Written instruction: Find every line in the items below that contains the string "path". Copy each of those lines in full.

Data section:
▼▼▼

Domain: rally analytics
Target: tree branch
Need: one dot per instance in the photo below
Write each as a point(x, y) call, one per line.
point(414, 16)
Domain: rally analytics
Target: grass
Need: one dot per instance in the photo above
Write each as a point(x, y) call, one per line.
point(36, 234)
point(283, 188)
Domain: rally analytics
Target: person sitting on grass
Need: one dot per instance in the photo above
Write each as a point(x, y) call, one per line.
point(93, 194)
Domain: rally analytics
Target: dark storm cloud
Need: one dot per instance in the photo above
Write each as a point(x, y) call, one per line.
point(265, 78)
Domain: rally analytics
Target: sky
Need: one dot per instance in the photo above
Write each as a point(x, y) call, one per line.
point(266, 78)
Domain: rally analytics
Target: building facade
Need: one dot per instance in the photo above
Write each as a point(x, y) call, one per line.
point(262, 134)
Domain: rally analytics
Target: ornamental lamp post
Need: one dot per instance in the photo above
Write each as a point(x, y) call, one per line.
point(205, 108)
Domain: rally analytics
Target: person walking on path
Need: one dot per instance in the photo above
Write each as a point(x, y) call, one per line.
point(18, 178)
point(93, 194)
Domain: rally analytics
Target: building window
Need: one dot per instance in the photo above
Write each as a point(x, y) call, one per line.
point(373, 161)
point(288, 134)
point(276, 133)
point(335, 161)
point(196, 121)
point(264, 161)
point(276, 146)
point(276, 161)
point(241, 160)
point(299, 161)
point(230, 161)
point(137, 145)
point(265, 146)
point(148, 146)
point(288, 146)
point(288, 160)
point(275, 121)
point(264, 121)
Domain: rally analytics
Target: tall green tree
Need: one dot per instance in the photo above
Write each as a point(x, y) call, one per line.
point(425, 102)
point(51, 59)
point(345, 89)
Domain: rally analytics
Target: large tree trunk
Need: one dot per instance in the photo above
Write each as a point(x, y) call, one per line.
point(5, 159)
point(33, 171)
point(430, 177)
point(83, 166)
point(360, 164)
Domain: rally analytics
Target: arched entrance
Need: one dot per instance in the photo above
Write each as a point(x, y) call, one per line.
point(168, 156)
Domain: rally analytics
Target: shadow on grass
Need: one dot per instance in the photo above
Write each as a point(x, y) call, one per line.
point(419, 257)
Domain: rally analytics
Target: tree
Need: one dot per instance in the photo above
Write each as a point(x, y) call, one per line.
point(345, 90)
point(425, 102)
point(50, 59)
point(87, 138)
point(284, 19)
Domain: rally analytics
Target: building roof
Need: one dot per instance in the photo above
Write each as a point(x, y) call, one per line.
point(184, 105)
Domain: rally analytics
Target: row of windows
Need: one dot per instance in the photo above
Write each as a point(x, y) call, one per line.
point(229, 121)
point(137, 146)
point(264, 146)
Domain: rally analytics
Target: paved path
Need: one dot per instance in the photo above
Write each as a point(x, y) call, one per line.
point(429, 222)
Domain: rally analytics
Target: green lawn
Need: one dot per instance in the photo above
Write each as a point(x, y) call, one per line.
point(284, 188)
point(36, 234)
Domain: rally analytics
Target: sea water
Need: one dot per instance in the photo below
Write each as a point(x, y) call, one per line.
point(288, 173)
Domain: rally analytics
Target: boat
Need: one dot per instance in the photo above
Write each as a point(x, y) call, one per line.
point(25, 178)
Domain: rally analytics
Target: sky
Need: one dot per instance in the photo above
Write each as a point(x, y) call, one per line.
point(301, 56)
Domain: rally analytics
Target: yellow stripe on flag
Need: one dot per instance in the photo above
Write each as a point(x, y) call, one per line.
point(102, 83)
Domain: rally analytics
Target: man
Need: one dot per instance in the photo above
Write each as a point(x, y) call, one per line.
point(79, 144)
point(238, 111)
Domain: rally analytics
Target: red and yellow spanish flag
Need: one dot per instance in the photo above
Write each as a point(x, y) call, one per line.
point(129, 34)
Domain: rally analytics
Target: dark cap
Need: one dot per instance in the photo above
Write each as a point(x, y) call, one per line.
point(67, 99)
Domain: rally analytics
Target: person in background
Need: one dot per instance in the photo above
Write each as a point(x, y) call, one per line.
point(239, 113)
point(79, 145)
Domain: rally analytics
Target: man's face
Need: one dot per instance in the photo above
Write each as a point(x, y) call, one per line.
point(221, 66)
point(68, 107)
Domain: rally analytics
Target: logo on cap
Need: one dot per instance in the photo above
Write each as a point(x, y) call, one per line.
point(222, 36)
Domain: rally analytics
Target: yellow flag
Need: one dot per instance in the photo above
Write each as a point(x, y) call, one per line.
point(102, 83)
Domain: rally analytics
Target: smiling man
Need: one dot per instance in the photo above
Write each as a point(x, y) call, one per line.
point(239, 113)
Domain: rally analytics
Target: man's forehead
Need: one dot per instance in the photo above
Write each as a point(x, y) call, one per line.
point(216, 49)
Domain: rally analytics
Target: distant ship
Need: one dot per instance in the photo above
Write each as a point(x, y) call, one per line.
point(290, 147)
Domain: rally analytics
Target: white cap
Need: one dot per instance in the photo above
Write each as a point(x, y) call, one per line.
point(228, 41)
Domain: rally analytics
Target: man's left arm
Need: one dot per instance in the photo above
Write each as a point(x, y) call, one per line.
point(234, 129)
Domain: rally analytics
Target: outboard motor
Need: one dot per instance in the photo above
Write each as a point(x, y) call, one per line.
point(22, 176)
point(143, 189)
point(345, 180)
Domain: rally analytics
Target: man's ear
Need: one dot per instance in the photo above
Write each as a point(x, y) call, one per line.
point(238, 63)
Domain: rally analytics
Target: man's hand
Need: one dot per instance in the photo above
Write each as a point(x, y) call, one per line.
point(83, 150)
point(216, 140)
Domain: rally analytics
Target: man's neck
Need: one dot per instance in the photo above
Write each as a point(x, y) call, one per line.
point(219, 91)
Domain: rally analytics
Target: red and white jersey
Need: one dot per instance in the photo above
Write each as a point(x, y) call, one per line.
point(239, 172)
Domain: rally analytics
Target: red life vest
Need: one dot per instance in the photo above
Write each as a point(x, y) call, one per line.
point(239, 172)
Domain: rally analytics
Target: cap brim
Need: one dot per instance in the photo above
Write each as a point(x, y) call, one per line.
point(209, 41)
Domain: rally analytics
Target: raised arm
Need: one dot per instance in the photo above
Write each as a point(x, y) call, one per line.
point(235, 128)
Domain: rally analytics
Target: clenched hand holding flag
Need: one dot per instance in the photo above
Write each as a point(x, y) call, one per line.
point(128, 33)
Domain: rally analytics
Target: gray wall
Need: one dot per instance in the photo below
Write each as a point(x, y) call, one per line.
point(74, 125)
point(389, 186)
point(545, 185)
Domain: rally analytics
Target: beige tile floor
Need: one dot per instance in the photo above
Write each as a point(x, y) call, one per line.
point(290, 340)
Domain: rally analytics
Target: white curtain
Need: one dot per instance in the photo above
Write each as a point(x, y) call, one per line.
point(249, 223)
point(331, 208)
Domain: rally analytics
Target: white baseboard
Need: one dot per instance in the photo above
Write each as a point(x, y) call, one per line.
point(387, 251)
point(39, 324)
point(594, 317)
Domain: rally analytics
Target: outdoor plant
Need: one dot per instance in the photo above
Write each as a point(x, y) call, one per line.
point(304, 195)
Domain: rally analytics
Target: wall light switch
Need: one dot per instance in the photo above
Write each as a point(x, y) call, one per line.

▲▲▲

Exercise result:
Target: person walking on path
Target: paved path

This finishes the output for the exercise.